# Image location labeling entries
※ ※ ※

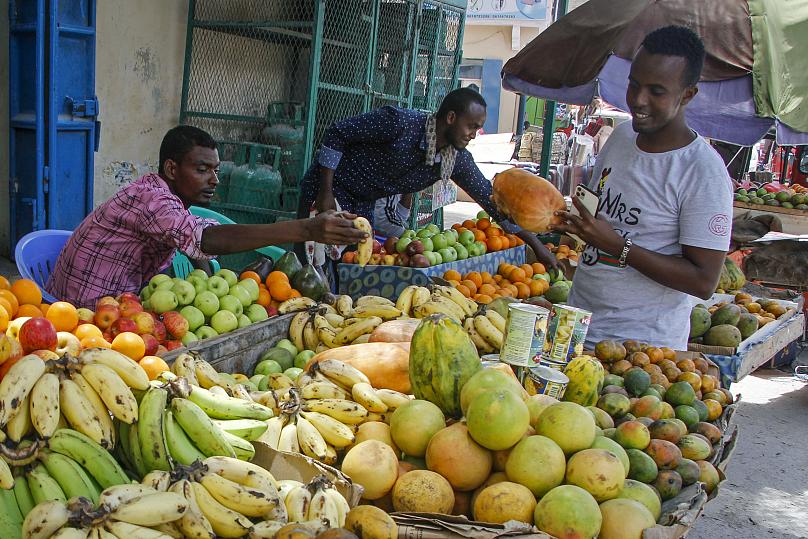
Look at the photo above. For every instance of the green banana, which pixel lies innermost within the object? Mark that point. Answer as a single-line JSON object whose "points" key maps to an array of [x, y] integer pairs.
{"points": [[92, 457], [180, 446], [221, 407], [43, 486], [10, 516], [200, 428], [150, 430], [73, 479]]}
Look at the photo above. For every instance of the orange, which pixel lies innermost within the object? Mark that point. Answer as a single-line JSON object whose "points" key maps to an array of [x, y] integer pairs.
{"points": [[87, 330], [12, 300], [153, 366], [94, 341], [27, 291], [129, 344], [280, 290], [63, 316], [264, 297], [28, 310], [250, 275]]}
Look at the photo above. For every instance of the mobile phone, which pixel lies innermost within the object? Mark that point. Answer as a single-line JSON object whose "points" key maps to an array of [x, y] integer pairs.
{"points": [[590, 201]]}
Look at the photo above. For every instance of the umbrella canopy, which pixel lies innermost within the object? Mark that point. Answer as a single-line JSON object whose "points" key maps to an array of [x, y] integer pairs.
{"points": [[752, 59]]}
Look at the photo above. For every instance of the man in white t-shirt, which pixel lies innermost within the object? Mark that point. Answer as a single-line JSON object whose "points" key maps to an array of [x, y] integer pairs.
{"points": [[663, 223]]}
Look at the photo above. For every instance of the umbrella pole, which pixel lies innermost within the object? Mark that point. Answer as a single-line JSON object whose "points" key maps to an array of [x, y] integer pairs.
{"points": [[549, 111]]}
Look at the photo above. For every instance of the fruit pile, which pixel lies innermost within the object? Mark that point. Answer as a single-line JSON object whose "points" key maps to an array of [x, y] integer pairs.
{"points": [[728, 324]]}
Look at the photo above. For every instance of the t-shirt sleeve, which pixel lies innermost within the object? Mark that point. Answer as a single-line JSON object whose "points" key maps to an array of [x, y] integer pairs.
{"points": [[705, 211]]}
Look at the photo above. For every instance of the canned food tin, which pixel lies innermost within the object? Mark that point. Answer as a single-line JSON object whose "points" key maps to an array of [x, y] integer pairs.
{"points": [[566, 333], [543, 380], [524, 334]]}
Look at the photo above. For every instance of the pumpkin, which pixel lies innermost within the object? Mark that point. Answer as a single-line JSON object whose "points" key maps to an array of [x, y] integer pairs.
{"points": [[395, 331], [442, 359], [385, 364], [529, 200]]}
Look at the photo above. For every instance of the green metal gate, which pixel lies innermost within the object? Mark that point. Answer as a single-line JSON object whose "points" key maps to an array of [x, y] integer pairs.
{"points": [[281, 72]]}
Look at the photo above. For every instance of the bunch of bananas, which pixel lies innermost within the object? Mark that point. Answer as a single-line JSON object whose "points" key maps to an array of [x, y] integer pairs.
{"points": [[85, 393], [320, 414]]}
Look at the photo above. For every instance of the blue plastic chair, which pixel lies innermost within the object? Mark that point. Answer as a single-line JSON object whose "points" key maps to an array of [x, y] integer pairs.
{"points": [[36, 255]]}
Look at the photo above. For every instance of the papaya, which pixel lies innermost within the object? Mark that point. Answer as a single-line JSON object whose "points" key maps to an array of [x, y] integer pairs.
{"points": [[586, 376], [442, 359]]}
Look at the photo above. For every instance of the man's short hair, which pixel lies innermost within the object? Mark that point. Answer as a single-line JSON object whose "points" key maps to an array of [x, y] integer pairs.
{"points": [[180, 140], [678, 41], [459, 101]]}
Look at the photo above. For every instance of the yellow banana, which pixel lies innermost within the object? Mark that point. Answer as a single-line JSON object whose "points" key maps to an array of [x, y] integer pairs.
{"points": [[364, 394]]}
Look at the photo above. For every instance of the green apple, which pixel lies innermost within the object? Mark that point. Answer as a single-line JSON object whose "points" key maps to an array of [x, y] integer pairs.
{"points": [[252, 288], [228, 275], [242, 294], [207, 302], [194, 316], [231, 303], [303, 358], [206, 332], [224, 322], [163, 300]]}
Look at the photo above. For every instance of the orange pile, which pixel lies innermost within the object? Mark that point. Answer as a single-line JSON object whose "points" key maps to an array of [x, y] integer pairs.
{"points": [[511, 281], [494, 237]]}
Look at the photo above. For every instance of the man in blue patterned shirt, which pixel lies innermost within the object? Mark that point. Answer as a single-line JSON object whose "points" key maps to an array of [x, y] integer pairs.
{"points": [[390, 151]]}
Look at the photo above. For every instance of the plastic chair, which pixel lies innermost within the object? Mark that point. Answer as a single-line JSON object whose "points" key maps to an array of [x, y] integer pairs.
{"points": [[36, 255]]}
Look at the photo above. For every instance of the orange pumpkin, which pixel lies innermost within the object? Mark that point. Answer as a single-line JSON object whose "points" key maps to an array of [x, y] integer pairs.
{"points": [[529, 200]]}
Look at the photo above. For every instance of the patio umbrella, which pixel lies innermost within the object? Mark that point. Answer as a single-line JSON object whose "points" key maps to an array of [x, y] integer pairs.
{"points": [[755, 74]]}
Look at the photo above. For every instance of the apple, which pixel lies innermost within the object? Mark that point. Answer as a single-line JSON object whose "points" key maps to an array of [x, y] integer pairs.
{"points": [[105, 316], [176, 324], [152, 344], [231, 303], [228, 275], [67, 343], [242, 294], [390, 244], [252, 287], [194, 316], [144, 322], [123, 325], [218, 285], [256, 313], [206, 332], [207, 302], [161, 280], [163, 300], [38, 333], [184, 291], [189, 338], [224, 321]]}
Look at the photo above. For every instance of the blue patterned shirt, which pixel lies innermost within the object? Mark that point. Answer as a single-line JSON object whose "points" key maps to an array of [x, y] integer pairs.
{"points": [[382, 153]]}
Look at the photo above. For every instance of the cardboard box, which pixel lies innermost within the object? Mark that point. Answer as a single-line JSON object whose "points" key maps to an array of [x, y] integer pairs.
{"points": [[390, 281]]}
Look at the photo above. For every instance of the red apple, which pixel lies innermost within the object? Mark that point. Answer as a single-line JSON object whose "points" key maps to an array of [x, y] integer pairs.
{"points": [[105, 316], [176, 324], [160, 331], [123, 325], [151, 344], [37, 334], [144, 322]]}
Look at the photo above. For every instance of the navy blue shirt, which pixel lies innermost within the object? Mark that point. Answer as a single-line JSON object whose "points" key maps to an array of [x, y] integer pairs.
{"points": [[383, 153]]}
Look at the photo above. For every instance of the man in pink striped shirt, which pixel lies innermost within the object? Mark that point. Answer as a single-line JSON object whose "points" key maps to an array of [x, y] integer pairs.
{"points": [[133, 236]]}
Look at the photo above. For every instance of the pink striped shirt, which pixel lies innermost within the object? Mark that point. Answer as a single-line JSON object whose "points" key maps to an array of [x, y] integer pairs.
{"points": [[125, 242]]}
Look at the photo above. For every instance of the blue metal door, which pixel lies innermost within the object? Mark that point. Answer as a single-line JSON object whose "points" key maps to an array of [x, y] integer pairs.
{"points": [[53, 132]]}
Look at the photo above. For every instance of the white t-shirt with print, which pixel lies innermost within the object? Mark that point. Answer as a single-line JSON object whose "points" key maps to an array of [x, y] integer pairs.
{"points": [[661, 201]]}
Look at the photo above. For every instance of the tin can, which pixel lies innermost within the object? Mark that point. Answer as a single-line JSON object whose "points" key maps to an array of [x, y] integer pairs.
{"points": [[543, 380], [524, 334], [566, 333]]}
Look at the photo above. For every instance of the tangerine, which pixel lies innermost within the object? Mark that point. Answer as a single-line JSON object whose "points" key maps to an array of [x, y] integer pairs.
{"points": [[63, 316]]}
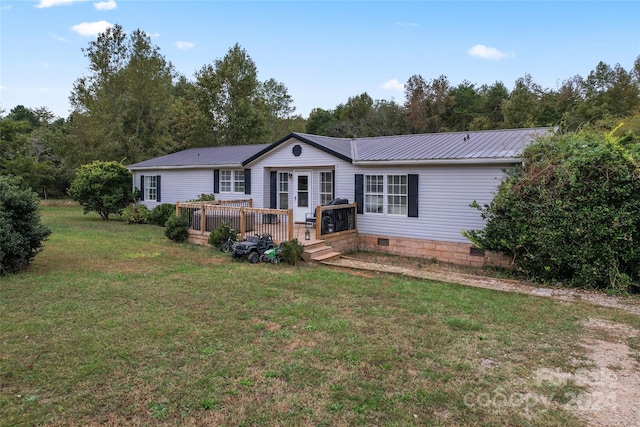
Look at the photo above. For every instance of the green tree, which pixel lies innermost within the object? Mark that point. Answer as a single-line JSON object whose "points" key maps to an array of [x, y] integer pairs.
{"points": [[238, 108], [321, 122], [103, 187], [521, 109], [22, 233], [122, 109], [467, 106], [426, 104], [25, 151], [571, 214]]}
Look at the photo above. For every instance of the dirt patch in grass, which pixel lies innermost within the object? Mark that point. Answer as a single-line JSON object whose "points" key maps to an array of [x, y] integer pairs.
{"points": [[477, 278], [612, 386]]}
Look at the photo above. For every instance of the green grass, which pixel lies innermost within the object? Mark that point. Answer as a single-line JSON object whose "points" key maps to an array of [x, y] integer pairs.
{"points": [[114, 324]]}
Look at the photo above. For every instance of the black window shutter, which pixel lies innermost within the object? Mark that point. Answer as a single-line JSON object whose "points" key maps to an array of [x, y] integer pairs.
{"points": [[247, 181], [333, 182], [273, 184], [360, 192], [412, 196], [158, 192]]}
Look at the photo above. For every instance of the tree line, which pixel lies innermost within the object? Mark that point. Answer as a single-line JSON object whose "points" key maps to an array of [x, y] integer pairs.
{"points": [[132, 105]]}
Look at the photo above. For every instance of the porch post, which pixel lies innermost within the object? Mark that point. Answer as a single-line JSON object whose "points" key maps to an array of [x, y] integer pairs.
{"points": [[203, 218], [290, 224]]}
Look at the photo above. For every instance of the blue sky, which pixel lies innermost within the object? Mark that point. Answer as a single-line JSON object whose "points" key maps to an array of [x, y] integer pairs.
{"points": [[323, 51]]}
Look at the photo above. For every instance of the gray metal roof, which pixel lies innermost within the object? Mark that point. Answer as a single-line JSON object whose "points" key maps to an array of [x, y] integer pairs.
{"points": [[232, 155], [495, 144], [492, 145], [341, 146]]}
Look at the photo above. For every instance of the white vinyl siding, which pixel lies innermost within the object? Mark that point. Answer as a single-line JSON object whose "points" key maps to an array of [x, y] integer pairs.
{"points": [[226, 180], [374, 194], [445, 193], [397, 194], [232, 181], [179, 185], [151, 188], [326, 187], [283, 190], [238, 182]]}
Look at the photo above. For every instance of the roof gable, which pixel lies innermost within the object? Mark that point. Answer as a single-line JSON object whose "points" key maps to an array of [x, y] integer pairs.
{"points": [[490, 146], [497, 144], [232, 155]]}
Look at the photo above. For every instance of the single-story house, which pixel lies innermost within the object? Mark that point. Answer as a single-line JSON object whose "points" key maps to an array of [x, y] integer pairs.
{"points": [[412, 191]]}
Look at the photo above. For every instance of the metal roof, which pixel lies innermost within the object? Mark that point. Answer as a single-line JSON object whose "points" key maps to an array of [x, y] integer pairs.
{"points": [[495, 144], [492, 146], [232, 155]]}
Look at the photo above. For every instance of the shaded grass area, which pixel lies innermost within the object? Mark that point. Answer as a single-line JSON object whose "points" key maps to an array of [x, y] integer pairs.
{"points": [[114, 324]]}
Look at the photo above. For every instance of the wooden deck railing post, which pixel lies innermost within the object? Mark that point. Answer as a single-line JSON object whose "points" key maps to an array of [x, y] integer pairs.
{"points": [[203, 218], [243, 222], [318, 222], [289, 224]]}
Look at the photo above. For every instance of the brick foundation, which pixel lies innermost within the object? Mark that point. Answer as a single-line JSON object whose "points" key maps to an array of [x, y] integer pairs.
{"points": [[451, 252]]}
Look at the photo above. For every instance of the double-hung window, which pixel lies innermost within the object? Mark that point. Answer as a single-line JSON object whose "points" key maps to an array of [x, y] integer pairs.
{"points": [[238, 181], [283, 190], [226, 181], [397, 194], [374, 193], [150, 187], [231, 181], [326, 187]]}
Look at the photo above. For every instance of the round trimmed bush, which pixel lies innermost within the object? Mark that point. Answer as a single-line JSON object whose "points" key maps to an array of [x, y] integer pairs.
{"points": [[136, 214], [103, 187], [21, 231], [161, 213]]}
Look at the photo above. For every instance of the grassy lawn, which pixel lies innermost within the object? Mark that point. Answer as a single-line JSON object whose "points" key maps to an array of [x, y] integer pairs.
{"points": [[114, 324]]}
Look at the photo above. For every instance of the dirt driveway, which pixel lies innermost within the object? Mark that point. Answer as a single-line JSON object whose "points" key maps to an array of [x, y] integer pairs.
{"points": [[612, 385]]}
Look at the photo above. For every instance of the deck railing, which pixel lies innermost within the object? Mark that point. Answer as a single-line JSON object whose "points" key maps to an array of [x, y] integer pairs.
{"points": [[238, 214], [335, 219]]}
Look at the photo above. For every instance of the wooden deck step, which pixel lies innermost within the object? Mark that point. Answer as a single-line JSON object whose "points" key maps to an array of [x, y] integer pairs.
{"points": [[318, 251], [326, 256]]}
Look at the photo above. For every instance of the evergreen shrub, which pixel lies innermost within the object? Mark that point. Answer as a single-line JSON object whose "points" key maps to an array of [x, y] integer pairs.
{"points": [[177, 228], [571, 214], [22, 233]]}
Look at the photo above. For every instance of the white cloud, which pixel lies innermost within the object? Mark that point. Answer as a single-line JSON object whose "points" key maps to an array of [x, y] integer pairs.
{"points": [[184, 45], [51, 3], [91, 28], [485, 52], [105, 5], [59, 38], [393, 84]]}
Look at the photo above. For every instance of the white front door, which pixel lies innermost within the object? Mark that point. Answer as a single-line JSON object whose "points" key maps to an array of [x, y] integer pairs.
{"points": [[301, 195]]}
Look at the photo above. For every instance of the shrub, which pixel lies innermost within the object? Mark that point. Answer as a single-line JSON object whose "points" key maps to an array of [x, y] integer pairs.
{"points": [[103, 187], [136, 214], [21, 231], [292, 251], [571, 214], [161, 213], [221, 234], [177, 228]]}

※ ※ ※

# TASK
Quote, word for word, every line starting at the one that contains "dirt driveway, which" and ending with the final line of the entries.

# PROBLEM SOLUTION
Look at the photo above. For every instance of the dirt driveway, which pixel lies innermost within the object? Mark that point. Answer as a single-line JSON object whose "points" key maps to an array of [x, y] integer pairs.
{"points": [[612, 385]]}
Look at the photo above. For every instance of the deck railing, which pixel lies innermost within the object? Mark that point. Answer as a single-line JSON object whose "points" key maps to an array of [x, y] integer pairs.
{"points": [[238, 214], [335, 219]]}
Look at the photo above. For every instance of the wooden deck step, which pixel lies innermost within the object? Mark that point. Answer as a single-line JSON object whose "points" key maps to an array of [x, y] integer pairs.
{"points": [[318, 251], [326, 256]]}
Look at the photo above. For every instance of the evergreen shrub, which pixel lies innermost within the object? Mark that point. Answer as a single-line JSON object whose "points" key maps to an array of [x, y] integer pairs.
{"points": [[177, 228], [571, 214], [22, 233]]}
Look at the photo above. For every instance of the white cloud, which pixel lies innermost within the object? Mark that point. Answer as a single-line JSON object whose "points" key maps to an array of [x, y] integer pairs.
{"points": [[184, 45], [51, 3], [91, 28], [485, 52], [105, 5], [59, 38], [393, 84]]}
Look at the photo above. For every instance of the white front door, which pixel lies innermost within the object? Mark that point. Answer as a single-line JSON object whose "points" key maps to an array of [x, y] integer pairs.
{"points": [[301, 195]]}
Look at the photo above. For every instance of the shrub, which pixel lies innermost within the object? Mark that point. Answer as a single-line JSON object whose "points" key maps to an array of [x, y] integer pairs.
{"points": [[103, 187], [136, 214], [21, 231], [292, 251], [571, 214], [161, 213], [221, 234], [177, 228]]}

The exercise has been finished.